__Texte source__.
Cette polémique manifeste encore l’étrange
aveuglement et le détestable scrupule qui dirigent les médias occidentaux. Faut-il
en effet rappeler le silence scandaleux des médias face aux martyrs des
chrétiens orientaux ? Certes, aujourd'hui, les journaux en parlent ... lorsque
le drame est quasiment achevé. Combien de massacres et d’alarmes leur faut-il
pour qu’ils daignent nous informer ? Combien de morts leur faudra-t-il
pour parler aussi des martyrs chrétiens en Afrique et en Indes ? Pourquoi
cache-t-il la haine qui poursuit les chrétiens ?...
Et guidés par l’actualité, les occidentaux semblent
découvrir à leur tour un mal qui depuis de longues années, voire des siècles, déciment ce qui restent encore des communautés chrétiennes orientales, oubliant encore
les martyrs des autres continents, ces églises qui se forment dans la
souffrance et les larmes. Puis emportés par d’autres images, ils
oublieront. Une autre actualité plus brûlante viendra occuper leur esprit. Et
des martyrs mourront encore dans le silence.

__Lignes__.
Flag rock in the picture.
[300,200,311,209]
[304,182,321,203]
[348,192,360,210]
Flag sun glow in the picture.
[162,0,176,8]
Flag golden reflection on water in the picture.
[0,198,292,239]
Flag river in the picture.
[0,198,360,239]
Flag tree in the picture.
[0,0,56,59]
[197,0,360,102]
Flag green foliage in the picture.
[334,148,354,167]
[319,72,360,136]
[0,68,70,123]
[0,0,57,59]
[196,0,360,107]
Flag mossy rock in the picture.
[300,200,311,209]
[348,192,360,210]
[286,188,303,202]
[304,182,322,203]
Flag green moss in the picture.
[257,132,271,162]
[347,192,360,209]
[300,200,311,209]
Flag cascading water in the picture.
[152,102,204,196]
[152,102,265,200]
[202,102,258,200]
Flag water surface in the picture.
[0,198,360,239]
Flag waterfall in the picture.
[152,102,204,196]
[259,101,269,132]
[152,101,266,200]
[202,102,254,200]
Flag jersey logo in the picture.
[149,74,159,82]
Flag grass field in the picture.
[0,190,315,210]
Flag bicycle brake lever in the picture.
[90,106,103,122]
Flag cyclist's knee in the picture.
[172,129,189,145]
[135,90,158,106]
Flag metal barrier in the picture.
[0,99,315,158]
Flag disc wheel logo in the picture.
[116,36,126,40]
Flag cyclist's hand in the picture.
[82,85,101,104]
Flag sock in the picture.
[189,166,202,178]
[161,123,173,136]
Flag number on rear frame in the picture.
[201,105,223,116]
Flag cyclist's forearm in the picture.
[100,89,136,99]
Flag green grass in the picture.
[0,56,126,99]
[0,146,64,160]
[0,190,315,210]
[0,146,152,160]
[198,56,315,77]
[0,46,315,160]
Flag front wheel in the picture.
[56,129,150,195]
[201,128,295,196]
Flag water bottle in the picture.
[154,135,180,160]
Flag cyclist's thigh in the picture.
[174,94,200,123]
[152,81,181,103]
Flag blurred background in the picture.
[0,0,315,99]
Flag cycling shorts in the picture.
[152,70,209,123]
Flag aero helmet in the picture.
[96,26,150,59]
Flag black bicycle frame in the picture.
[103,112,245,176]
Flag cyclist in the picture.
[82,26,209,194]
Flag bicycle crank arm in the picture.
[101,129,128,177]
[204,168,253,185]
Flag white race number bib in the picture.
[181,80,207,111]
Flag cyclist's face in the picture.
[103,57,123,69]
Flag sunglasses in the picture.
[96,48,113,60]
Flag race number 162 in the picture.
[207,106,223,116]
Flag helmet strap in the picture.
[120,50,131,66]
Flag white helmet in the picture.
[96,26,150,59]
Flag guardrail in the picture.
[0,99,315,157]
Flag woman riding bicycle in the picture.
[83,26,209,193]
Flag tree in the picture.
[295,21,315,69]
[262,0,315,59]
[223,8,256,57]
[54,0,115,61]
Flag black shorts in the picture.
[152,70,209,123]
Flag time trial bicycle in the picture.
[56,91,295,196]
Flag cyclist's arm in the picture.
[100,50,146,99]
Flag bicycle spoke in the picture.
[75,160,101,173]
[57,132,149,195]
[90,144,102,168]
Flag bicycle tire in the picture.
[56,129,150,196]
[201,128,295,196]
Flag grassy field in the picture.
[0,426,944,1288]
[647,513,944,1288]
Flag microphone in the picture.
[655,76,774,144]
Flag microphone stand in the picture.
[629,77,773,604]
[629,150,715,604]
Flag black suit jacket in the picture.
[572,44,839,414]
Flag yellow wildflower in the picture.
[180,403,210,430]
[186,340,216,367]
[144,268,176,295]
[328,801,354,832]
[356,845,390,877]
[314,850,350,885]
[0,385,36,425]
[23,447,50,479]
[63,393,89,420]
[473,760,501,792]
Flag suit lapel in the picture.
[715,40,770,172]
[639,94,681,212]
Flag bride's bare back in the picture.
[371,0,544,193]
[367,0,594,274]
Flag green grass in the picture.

__Consigne__. Recopiez sans rien changer le passage du texte source qui commence aux mots « Cette polémique manifeste » et s'arrête après « les chrétiens ?... ».

__Problème résolu__.
Cette polémique manifeste encore l’étrange
aveuglement et le détestable scrupule qui dirigent les médias occidentaux. Faut-il
en effet rappeler le silence scandaleux des médias face aux martyrs des
chrétiens orientaux ? Certes, aujourd'hui, les journaux en parlent ... lorsque
le drame est quasiment achevé. Combien de massacres et d’alarmes leur faut-il
pour qu’ils daignent nous informer ? Combien de morts leur faudra-t-il
pour parler aussi des martyrs chrétiens en Afrique et en Indes ? Pourquoi
cache-t-il la haine qui poursuit les chrétiens ?...